> Source passage
══════

Do you really need to book in advance for the Kusama at the Stedelijk Amsterdam?

Yes, absolutely. The Stedelijk Museum only admits a limited number of visitors each day. The previous Kusama exhibition at the Fondation Beyeler in Basel generated queues of several hours without a reservation. According to the Stedelijk, tickets for the Kusama exhibition will be sold separately — sign up for the museum newsletter today to be alerted when sales open. Book a weekday slot: autumn 2026 weekends will sell out within hours.

How do you combine the Venice Biennale and the Abramović exhibition in a single trip?

Both exhibitions run concurrently from May 9 to October 19, 2026. Ideally, arrive on May 6 or 7: visit the Abramović at the Gallerie dell’Accademia before the crush of the professional Biennale preview (May 7–8), then spend 2–3 days on the Biennale itself. According to Les Bons Plans de Venise, plan a minimum of 4 nights to avoid exhaustion: the Biennale spreads across the Giardini, the Arsenale and various sites around the city. Buy your Biennale tickets in advance at labiennale.org.

Is the Kusama train circuit across Europe feasible in 2026?

Yes! The Kusama exhibition tours three cities: Basel (Fondation Beyeler, closed in January 2026), Cologne (Museum Ludwig, March 14 – August 2, 2026) and Amsterdam (Stedelijk Museum, September 11, 2026 – January 17, 2027). According to the official Kusama website, the Cologne → Amsterdam circuit is entirely feasible by train: Paris–Cologne in 2 hours (TGV), Cologne–Amsterdam in 2.5 hours (Intercity). Note: the Cologne version includes several exclusive installations absent from Amsterdam — it’s not a duplicate but an enriched version.

Is Venice during the Biennale in May hellish or magical?

══════

> Data extracts
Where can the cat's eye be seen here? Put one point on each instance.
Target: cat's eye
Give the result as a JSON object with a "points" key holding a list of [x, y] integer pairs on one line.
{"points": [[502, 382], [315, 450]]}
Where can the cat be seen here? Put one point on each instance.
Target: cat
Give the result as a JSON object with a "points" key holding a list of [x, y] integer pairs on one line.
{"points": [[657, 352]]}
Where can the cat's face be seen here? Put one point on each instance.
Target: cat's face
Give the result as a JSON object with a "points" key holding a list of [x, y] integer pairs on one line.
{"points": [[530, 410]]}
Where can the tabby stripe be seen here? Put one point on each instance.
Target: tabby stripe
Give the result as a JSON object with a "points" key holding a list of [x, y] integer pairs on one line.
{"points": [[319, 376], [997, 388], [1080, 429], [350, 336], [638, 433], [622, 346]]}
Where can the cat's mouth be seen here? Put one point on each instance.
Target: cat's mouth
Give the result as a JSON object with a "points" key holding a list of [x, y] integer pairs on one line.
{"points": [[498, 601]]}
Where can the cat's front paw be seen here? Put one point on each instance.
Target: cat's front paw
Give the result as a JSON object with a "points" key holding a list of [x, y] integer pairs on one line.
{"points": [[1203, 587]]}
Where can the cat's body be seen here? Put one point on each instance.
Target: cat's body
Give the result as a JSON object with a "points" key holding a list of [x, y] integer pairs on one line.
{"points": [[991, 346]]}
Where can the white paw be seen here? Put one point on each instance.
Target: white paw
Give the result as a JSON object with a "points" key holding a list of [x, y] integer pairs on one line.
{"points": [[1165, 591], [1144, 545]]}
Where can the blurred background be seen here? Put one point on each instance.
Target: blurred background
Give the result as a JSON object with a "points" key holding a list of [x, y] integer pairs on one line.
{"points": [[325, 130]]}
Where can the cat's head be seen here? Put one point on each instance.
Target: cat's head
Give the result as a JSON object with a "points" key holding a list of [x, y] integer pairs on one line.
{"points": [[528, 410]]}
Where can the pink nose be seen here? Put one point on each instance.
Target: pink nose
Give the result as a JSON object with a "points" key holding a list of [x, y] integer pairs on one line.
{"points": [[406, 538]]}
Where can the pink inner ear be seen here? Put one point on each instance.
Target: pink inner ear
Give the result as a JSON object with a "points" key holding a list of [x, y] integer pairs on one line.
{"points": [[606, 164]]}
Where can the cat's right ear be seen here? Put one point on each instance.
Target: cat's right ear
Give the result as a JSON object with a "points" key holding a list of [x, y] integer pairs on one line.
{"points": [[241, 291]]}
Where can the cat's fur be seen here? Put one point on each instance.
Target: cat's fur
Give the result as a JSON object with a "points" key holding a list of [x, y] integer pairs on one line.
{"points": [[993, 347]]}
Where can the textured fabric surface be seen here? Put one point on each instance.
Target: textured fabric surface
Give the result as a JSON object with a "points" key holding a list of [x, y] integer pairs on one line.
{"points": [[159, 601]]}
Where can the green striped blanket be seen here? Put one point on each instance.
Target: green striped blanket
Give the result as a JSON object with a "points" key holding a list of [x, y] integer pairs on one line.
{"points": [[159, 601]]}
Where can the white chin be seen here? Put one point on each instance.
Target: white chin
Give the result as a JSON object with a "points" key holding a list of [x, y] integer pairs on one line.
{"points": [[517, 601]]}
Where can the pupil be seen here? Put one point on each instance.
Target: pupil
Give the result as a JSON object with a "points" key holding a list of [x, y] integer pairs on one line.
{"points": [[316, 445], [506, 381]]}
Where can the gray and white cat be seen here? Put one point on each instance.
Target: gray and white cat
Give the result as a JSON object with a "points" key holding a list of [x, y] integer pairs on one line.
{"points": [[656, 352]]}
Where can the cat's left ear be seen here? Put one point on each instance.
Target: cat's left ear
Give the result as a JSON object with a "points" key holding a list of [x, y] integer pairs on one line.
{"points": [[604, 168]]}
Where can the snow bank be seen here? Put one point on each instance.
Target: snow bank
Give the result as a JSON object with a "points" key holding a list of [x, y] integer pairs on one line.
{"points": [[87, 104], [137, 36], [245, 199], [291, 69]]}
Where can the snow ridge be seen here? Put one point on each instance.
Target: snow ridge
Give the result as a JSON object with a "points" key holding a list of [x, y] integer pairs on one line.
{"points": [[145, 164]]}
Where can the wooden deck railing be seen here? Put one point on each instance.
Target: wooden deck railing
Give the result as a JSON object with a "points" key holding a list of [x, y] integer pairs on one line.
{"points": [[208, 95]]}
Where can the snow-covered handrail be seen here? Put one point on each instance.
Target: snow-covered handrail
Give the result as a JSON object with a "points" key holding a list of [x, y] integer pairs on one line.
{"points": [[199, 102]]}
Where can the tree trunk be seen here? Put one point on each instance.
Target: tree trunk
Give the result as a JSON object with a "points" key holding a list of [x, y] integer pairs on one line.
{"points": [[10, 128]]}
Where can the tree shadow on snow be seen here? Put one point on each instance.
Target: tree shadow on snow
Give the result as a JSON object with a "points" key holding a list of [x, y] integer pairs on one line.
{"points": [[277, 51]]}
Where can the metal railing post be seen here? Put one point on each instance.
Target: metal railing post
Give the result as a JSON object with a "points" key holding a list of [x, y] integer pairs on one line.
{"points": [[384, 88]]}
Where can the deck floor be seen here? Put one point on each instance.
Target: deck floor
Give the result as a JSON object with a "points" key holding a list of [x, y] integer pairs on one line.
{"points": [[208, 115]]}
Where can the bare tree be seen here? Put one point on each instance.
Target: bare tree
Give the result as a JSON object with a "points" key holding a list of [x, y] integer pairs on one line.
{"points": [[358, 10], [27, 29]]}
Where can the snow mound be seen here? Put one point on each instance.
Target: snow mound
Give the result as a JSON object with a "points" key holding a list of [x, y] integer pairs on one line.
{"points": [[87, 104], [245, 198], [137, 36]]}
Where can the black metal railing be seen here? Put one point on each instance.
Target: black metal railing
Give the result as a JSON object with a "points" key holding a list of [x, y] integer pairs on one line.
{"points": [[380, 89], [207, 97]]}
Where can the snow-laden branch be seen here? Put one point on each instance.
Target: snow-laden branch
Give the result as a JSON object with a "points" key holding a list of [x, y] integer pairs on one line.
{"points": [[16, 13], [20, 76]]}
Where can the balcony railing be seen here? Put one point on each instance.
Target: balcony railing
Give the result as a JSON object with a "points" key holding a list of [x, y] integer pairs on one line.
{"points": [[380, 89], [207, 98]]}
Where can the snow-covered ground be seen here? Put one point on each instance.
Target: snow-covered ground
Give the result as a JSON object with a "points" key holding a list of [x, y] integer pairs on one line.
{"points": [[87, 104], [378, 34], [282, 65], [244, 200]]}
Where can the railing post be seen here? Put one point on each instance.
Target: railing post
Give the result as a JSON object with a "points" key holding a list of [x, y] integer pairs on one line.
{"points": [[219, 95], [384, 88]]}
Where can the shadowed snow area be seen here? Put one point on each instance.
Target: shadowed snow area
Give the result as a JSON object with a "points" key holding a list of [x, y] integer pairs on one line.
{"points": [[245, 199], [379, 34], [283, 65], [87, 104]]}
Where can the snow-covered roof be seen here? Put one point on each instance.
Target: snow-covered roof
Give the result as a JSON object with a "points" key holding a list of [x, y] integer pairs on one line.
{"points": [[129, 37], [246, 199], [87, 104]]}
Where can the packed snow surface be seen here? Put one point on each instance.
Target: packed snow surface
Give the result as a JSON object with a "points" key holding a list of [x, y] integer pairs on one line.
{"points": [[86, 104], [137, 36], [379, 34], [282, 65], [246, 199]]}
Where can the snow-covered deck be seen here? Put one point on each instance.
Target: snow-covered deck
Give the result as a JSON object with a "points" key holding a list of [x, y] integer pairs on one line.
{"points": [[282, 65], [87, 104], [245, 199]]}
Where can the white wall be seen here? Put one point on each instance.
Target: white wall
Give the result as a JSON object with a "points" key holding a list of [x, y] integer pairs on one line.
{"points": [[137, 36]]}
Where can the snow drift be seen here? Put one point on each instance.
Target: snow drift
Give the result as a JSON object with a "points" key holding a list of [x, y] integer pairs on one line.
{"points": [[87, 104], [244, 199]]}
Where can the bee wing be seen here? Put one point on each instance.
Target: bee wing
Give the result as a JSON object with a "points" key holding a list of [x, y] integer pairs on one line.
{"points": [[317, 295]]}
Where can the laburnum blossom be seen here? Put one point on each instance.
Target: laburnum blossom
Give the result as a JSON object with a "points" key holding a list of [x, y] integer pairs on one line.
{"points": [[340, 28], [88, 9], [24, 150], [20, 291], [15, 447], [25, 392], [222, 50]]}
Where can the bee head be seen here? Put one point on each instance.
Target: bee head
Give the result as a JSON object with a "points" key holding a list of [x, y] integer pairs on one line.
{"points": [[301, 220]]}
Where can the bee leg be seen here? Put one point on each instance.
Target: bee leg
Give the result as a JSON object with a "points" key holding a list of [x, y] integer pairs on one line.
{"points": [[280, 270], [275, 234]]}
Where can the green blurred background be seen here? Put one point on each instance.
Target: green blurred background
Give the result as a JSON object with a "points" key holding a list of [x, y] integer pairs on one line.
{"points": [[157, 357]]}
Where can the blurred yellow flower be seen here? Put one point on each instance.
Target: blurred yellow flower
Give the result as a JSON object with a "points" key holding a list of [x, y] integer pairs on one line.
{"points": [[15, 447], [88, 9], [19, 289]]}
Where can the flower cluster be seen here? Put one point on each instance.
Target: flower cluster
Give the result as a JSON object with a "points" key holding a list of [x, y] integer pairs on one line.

══════

> Task to carry out
According to the exhibition FAQ, on what dates does the Kusama exhibition run at the Museum Ludwig in Cologne? The rows play no part in this.

> Result of the task
March 14 – August 2, 2026.